Give the number of lines below that contain the string "record", and no other text.
Working data section start
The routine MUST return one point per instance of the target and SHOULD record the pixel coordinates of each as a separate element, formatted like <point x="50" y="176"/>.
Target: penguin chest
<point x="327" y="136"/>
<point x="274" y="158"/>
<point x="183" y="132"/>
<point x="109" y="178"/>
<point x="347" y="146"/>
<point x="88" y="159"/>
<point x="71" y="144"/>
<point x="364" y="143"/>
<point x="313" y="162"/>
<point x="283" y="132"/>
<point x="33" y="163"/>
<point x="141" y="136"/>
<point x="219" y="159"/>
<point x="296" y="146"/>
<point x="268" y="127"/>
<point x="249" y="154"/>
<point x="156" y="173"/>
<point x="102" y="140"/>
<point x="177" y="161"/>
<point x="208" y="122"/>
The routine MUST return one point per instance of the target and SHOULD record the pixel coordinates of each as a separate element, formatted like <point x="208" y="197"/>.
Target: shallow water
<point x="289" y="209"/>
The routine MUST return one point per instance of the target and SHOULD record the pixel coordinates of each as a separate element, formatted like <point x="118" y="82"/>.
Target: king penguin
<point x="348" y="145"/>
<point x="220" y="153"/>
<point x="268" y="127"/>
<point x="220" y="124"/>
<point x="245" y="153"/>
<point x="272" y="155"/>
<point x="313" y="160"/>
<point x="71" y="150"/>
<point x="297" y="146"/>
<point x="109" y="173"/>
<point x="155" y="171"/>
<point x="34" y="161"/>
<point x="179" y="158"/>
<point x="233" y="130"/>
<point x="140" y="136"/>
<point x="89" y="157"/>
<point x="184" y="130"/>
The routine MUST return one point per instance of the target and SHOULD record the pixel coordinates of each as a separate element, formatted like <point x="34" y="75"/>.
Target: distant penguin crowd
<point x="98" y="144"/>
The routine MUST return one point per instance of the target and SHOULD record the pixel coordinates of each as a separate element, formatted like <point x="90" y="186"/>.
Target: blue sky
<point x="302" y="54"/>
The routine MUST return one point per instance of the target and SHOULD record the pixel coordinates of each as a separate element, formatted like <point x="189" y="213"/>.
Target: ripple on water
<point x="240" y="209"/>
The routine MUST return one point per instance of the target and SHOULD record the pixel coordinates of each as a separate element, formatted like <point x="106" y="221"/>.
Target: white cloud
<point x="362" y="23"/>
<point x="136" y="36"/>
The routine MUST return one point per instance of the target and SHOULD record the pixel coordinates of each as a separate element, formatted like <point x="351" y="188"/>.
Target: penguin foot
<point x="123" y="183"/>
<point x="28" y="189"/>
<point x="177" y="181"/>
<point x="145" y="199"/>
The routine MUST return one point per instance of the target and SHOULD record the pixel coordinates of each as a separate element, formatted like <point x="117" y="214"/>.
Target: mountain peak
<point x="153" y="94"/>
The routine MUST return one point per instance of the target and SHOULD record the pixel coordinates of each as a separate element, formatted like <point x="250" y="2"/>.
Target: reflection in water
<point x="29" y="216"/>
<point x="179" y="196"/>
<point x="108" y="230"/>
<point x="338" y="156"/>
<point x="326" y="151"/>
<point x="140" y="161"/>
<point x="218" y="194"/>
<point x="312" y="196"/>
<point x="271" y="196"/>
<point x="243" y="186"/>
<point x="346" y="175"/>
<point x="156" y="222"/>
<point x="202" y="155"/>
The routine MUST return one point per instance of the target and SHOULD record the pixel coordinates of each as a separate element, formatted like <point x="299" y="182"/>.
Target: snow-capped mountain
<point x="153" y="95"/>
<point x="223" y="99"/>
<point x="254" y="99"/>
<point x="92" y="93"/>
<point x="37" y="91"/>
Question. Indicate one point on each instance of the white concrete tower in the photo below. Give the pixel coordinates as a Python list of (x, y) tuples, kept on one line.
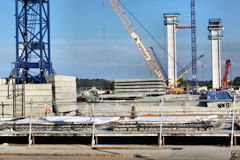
[(171, 22), (215, 35)]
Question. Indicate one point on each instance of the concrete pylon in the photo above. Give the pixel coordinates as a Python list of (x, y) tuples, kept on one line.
[(215, 29), (171, 22)]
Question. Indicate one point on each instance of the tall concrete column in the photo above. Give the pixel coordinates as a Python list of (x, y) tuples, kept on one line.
[(215, 35), (171, 22)]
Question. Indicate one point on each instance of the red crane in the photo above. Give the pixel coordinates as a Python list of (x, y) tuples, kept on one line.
[(226, 71)]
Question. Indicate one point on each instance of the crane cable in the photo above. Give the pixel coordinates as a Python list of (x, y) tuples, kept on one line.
[(146, 30)]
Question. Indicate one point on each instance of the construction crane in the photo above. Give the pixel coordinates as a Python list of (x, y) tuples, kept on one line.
[(189, 65), (194, 44), (226, 71), (137, 40), (164, 73), (33, 57)]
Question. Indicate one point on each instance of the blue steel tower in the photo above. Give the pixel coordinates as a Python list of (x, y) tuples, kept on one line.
[(33, 56), (194, 44)]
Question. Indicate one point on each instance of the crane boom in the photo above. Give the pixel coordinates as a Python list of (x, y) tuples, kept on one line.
[(224, 80), (159, 63), (137, 40)]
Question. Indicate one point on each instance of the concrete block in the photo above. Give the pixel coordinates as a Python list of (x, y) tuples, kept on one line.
[(66, 108), (60, 78), (64, 84), (65, 89)]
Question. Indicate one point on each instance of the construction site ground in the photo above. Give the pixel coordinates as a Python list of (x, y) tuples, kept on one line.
[(72, 152)]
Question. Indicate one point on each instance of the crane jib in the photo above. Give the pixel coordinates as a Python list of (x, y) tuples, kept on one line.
[(141, 46)]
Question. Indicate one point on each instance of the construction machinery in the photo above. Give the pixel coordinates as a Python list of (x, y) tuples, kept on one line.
[(225, 75), (137, 40), (177, 89), (159, 63), (33, 57)]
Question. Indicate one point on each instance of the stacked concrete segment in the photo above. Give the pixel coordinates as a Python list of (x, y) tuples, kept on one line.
[(144, 86), (65, 93), (39, 94)]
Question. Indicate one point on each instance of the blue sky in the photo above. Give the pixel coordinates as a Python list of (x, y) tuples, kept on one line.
[(89, 40)]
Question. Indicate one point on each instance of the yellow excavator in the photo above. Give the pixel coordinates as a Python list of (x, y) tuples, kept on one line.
[(177, 89)]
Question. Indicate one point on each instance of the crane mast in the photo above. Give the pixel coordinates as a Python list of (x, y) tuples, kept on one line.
[(137, 40)]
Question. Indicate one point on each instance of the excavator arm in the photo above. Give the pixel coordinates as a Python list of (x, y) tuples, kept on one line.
[(137, 40)]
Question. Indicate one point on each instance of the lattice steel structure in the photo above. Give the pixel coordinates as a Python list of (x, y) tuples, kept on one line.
[(33, 56), (194, 44)]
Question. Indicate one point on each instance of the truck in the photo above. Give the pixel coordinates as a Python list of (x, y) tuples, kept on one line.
[(219, 98)]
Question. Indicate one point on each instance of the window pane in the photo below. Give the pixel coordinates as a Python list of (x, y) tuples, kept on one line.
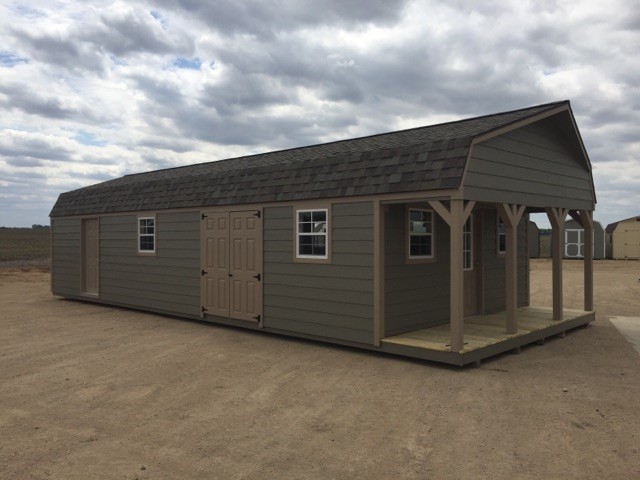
[(319, 245), (304, 227), (304, 216), (320, 227), (319, 216), (420, 245)]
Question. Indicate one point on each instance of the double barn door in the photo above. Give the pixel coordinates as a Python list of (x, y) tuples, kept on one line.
[(232, 264)]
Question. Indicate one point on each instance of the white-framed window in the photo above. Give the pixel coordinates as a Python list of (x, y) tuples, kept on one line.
[(502, 236), (420, 233), (312, 228), (146, 235), (467, 244)]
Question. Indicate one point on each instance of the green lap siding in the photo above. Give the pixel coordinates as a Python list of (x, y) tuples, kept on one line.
[(533, 165), (66, 262), (332, 300), (168, 281)]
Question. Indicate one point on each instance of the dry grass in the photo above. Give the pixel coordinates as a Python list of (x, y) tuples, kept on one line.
[(25, 245)]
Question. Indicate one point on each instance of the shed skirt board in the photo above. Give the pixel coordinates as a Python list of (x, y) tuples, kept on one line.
[(485, 335)]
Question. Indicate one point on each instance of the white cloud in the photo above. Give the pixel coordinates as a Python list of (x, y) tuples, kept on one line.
[(94, 90)]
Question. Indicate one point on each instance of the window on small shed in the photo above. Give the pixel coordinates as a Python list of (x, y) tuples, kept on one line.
[(502, 236), (420, 233), (146, 234), (312, 228)]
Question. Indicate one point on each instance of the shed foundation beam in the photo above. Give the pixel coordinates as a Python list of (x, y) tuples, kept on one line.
[(557, 218)]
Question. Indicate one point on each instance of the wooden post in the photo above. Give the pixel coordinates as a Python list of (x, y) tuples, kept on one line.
[(378, 272), (455, 217), (511, 215), (556, 218), (587, 224)]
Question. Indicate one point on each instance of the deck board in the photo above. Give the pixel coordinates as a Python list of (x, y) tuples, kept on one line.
[(485, 331)]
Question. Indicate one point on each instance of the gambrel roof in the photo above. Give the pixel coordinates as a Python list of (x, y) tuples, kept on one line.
[(418, 159)]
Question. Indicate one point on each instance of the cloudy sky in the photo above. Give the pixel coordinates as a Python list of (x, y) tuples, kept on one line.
[(95, 90)]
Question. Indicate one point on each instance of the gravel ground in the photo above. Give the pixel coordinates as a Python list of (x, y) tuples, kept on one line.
[(89, 391)]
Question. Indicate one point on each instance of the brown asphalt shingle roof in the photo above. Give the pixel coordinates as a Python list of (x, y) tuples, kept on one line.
[(419, 159)]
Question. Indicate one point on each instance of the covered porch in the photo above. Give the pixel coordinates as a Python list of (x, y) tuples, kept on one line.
[(486, 335), (469, 338)]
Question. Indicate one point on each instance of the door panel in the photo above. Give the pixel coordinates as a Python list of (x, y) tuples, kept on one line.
[(215, 264), (91, 256), (246, 258), (232, 265)]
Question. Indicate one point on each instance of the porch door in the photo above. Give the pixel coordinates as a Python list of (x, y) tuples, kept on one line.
[(232, 264), (471, 263), (90, 256)]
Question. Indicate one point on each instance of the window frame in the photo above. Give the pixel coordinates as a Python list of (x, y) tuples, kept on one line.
[(419, 258), (310, 258), (152, 235), (502, 234)]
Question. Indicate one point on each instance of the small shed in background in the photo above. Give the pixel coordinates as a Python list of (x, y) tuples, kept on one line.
Working data section end
The answer:
11